[Opening SOURCE MATERIAL section]
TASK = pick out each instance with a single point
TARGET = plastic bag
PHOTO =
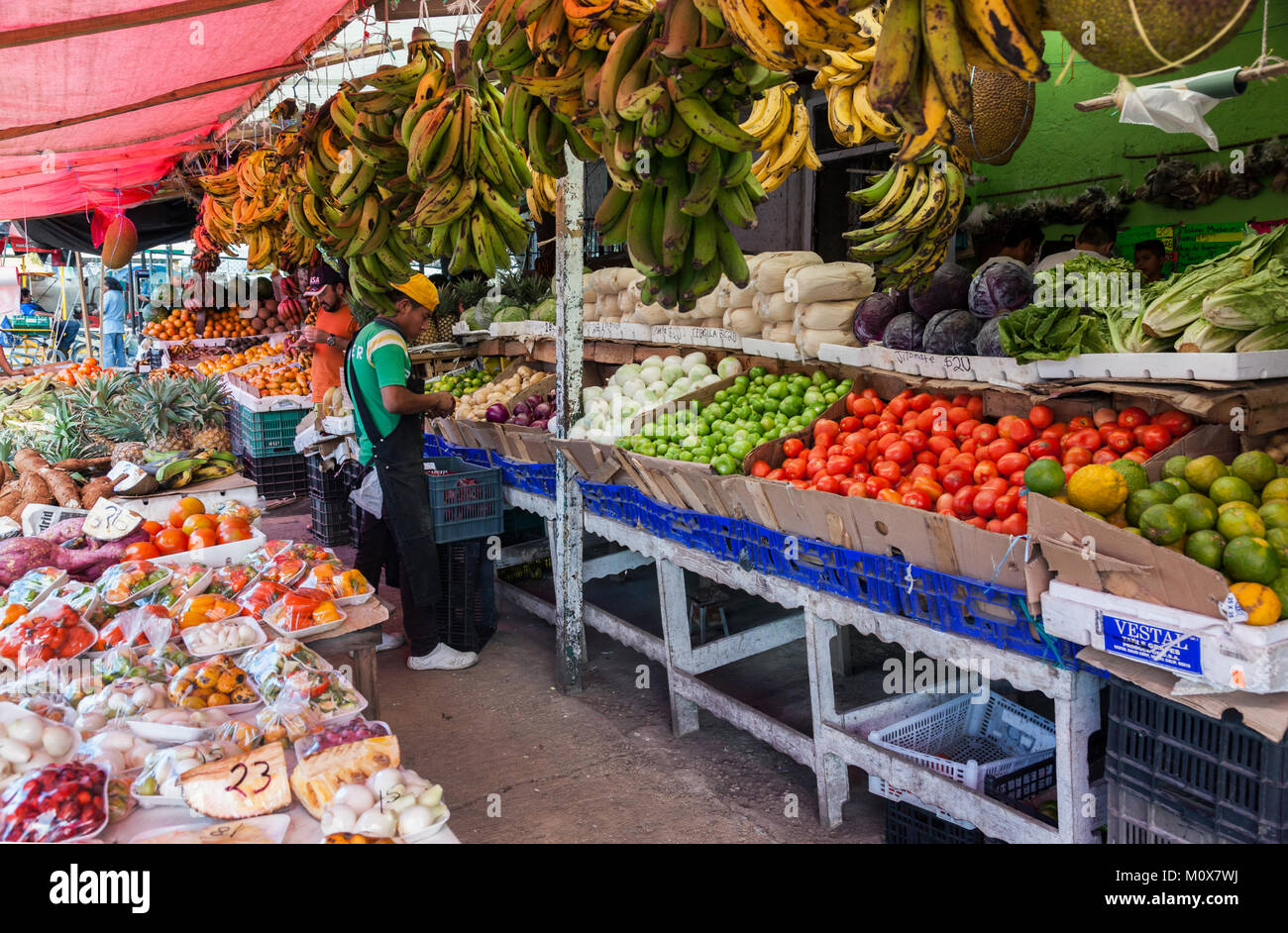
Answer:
(288, 716)
(163, 769)
(56, 803)
(231, 579)
(143, 627)
(259, 596)
(197, 610)
(369, 497)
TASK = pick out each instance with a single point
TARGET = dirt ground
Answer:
(523, 764)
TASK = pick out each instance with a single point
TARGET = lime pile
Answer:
(756, 408)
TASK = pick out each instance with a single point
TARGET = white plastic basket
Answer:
(965, 743)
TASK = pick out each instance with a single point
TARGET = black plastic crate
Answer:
(910, 825)
(326, 482)
(277, 477)
(1218, 773)
(465, 501)
(330, 521)
(467, 609)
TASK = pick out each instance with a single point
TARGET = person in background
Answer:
(1149, 260)
(1020, 246)
(1096, 240)
(335, 326)
(114, 323)
(390, 405)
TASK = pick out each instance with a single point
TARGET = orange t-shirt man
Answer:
(334, 328)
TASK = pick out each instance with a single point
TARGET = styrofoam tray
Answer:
(262, 640)
(1260, 364)
(771, 349)
(1229, 655)
(273, 825)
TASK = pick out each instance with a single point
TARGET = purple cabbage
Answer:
(1000, 288)
(948, 288)
(951, 334)
(903, 332)
(872, 315)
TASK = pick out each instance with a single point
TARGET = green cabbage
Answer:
(510, 315)
(1269, 338)
(1250, 302)
(1203, 338)
(1181, 302)
(545, 310)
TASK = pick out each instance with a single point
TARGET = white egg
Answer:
(338, 820)
(56, 740)
(384, 780)
(26, 730)
(14, 751)
(356, 796)
(413, 820)
(376, 822)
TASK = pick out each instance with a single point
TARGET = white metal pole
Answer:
(570, 630)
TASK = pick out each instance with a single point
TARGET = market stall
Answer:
(1041, 471)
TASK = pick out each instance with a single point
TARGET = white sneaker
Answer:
[Closing SOURCE MATERIAL section]
Every line in the records above that holds "cabbage" counts once; state the total and nothing else.

2